━━━ RECORDS TO PROCESS

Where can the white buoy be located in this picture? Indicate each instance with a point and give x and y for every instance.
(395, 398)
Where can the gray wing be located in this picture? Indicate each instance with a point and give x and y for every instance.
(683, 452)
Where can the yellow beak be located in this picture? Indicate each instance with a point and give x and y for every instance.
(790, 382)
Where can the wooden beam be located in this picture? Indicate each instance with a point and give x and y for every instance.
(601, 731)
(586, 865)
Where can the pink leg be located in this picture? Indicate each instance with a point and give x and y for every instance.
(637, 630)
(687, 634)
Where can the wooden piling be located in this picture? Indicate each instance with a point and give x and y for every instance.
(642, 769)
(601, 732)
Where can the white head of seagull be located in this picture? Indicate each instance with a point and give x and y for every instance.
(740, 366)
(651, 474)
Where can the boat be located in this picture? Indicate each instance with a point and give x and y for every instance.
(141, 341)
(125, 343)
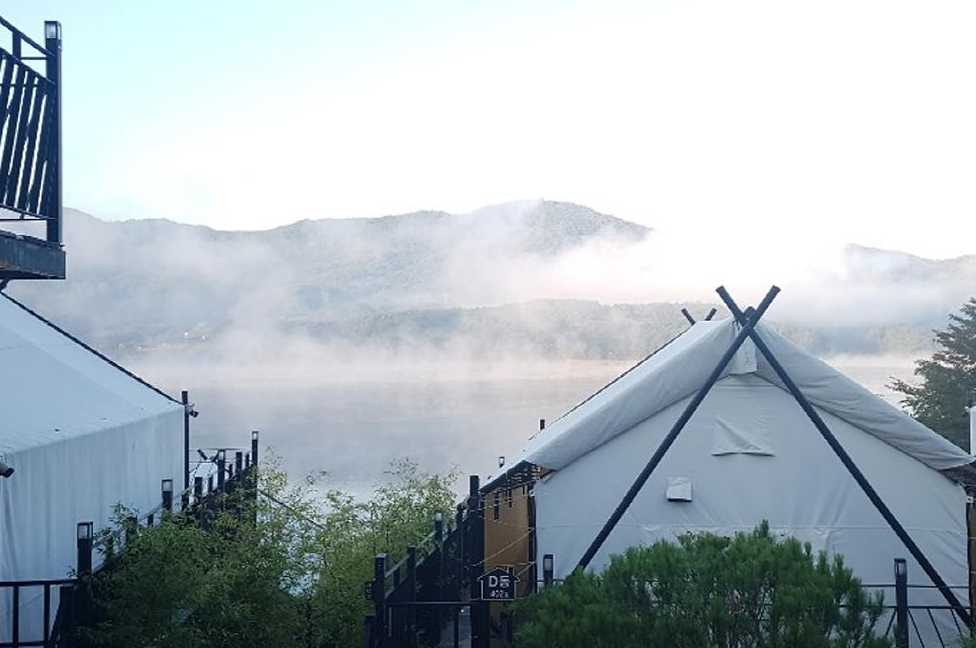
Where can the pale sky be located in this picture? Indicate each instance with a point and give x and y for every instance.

━━━━━━

* _SHORT TASK_
Reproduce the records word for word, from the line containing "Where can the boat" through the last line of the records, both ends included, but leave out the pictures.

* _COMPLETE ANSWER_
Where can the boat be located in this picture? Indicate each instance with a point and give x and y for every instance.
(141, 341)
(125, 343)
Where can the pale sky be located in this picture? Indicate each instance with a point and give x and y for every instance.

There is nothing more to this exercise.